From the peer review exchange, list every section heading that sits on a line by itself, leaving out the figure caption.

• _Reading passage_:
============================================================

5. Line 138. you mention : Compared with all competitive baselines, the next 138 activity prediction accuracy improves by 6.32% on average, and the average absolute 139 error of remaining time prediction reduces by 21% on average.

Please be specific  and again do not assume everyone know:  " what are those all competitive baselines". Also  cite  who/what  did you refer  to in determining baselines.

5. Some  abbreviations  suddenly  appear without any prior explanation, e.g RNN, LSTM. Please check in the whole  article.

2. Preliminaries and Methods

In sub section 3.1.1 until 3.1.4, : author presents a long list  of  algorithm. Is it your own formula, or cited  from  other's work.  Author's main task is to show the weakness  of this model if it is  taken from other's people  work, not simply repost. 

Figure 1. HiP-Transformer Model Framework. The same concern as I previously mentioned, your original work or adopted from others?

Results and Discussion

 

No particular remarks. However I really appreciate  if authors  could  give example of  possibly companies, let say  how YouTube or other big corporation  that can use  this model to improve predicting. I recommend this as  it has potential  for commercialization.

 

 

 

 

Author Response

Please see the attachment.

Response to Reviewer 1 Comments

 

        We are extremely grateful for your careful review and constructive suggestions on our work. We have carefully revised your feedback and provided detailed explanations under your comments point by point, and corrected them accordingly in the manuscript (page numbers and line numbers described in the explanations are in the revised version). All authors have agreed to reply to the letter as well as the revised version of the manuscript. We hope that our explanations and the revised manuscript will satisfy you and thank you again for your valuable comments and suggestions.

============================================================

• _Records_:
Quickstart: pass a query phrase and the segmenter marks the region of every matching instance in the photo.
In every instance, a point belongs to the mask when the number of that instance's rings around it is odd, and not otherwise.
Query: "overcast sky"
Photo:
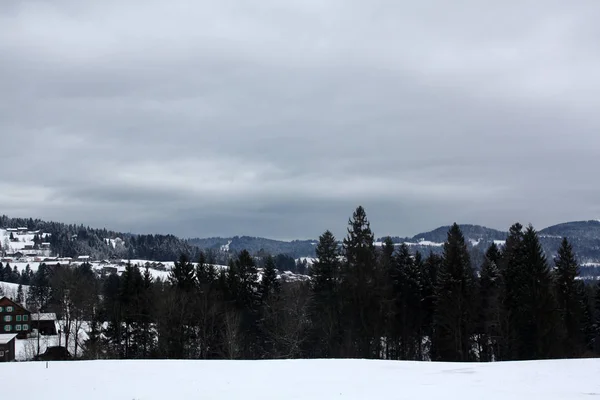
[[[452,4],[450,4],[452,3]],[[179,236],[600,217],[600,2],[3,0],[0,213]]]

============================================================

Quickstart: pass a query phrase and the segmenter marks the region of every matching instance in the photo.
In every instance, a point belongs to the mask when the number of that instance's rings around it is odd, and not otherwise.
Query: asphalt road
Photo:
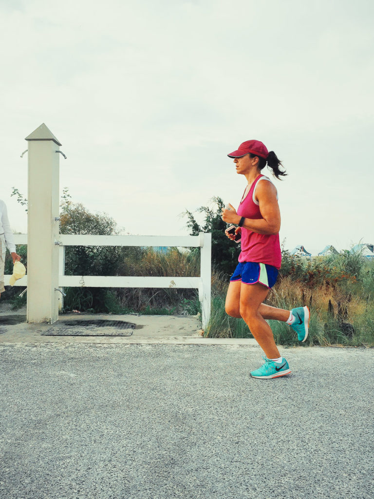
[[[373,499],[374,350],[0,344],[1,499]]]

============================================================

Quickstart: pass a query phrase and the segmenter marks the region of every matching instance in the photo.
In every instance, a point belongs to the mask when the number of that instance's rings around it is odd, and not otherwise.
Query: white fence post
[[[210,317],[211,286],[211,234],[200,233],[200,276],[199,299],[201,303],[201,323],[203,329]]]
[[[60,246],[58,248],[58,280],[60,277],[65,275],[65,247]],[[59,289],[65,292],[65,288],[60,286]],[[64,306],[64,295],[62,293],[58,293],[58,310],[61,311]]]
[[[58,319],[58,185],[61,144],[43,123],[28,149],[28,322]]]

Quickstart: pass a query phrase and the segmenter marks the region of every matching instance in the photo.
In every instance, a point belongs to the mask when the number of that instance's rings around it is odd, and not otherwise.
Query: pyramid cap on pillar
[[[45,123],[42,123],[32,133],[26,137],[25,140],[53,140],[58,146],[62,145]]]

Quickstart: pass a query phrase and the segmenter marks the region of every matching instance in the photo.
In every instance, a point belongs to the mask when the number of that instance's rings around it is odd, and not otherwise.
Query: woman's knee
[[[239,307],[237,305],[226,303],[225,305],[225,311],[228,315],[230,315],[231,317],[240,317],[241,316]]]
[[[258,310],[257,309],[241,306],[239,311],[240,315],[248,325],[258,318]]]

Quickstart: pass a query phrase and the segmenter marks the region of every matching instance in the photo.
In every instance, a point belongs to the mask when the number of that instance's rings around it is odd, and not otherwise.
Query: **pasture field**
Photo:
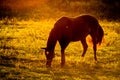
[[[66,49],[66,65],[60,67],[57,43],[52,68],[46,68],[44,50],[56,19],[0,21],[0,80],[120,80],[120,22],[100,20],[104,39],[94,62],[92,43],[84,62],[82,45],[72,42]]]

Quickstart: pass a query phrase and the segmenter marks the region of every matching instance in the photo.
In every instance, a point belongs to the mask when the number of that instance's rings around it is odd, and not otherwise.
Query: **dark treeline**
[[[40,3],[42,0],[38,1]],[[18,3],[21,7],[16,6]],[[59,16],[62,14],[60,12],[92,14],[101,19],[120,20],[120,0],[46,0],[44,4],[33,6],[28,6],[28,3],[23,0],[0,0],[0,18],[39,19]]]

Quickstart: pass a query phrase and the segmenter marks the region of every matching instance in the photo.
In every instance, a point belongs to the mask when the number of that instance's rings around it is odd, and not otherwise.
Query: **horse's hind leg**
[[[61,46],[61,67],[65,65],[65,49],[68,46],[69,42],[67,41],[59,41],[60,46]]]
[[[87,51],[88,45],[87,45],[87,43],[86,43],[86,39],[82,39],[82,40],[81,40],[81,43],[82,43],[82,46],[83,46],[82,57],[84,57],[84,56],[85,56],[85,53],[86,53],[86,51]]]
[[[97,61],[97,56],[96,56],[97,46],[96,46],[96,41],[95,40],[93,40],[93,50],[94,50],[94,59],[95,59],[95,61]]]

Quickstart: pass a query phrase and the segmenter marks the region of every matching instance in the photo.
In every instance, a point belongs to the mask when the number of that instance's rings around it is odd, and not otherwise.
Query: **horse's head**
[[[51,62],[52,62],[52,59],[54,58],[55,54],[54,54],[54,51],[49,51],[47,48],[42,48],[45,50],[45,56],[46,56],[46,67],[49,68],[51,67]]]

============================================================

• _The completed task_:
- 2. Preliminaries and Methods
- Results and Discussion
- Author Response
- Response to Reviewer 1 Comments